* _Records for the task_
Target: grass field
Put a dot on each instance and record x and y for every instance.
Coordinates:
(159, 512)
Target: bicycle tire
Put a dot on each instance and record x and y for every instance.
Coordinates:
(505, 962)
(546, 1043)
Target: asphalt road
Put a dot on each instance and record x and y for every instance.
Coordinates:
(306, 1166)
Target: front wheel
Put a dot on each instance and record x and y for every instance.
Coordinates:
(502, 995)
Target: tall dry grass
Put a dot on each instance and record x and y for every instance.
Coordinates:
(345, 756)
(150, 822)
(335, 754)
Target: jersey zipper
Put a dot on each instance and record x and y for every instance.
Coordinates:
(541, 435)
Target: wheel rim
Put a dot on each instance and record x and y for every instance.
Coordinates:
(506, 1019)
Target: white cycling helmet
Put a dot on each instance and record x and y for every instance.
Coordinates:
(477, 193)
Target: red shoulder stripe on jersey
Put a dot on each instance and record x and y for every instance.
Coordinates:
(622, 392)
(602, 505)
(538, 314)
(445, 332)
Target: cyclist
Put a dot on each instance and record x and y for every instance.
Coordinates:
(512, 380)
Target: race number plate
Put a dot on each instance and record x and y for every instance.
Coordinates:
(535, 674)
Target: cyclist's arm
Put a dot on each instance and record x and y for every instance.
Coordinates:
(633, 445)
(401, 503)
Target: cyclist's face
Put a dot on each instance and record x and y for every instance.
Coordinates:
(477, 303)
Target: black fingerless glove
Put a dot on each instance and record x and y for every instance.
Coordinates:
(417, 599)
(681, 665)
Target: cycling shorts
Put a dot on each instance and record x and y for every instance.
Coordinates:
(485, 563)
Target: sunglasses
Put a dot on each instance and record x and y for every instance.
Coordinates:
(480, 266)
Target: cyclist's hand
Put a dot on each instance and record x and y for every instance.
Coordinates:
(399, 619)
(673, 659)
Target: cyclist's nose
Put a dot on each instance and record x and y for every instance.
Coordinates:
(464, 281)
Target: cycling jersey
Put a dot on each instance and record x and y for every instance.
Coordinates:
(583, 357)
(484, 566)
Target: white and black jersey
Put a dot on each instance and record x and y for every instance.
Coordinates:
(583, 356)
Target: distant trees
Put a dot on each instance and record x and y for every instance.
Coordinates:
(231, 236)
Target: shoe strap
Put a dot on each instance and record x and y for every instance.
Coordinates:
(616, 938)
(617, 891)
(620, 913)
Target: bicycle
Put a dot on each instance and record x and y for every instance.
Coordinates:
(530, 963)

* _Exercise directions_
Repeat the records above exactly, leaving none out.

* _Result of the task_
Target: grass field
Put a dot on each instance and record x and y for every instance.
Coordinates:
(159, 512)
Target: bicycle tire
Put a dot on each instance and record x and y for every instance.
Coordinates:
(505, 962)
(546, 1043)
Target: asphalt road
Put a dot on each instance and record x and y for every instance.
Coordinates:
(306, 1166)
Target: front wheel
Put a dot on each instance and record x and y for every instance.
Coordinates:
(502, 995)
Target: tall dry grass
Put a dot on each instance and record x and y for every instance.
Coordinates:
(345, 756)
(150, 822)
(335, 754)
Target: jersey zipper
Put a dot on each instance and record x and y for every instance.
Coordinates:
(541, 435)
Target: wheel rim
Put a dot on each instance and record x and y for every instance.
Coordinates:
(506, 1019)
Target: white cycling helmet
Put a dot on each instance and record x and y for every instance.
Coordinates:
(477, 193)
Target: red shoulder stripe on jersey
Put a dot on each instance and record x and y for every instance.
Coordinates:
(622, 392)
(602, 505)
(538, 314)
(445, 332)
Target: cyclist
Put a dot on each instance and record x and y for every instance.
Coordinates:
(512, 380)
Target: race number plate
Put a dot on each instance and record x and y for every instance.
Coordinates:
(535, 674)
Target: cyclist's arm
Put a dot on each instance and record x and y for every instance.
Coordinates:
(633, 445)
(401, 503)
Target: cyclist's face
Put a dot on each instance and record x and y for every instance.
Coordinates:
(477, 303)
Target: black fingerless glove
Put a dot on each instance and record x and y for every instance.
Coordinates:
(417, 599)
(681, 665)
Target: cycling shorts
Put a dot on each instance and record x and y for every instance.
Coordinates:
(485, 563)
Target: sunglasses
Put a dot on each instance and record x and y for every instance.
Coordinates:
(480, 266)
Target: cyclist's hand
Put a dot on each instance and record x and y for every instance.
Coordinates:
(399, 619)
(673, 659)
Target: cyclist's nose
Put a dot on each instance and record x and y for every instance.
Coordinates:
(464, 281)
Target: cycling jersey
Put a dot on each instance and record x and y for every instance.
Coordinates:
(583, 357)
(484, 566)
Target: white and black jersey
Put a dot on each instance and record x and y for every instance.
Coordinates:
(583, 356)
Target: distant trees
Put a dot on each instance and record x and y for every instance.
Coordinates:
(231, 236)
Target: shoe strap
Put a dot on each instance and record x and y for every instance.
Coordinates:
(616, 938)
(617, 891)
(620, 913)
Target: bicycle
Put a dot on each instance and record x and y for every instance.
Coordinates:
(530, 963)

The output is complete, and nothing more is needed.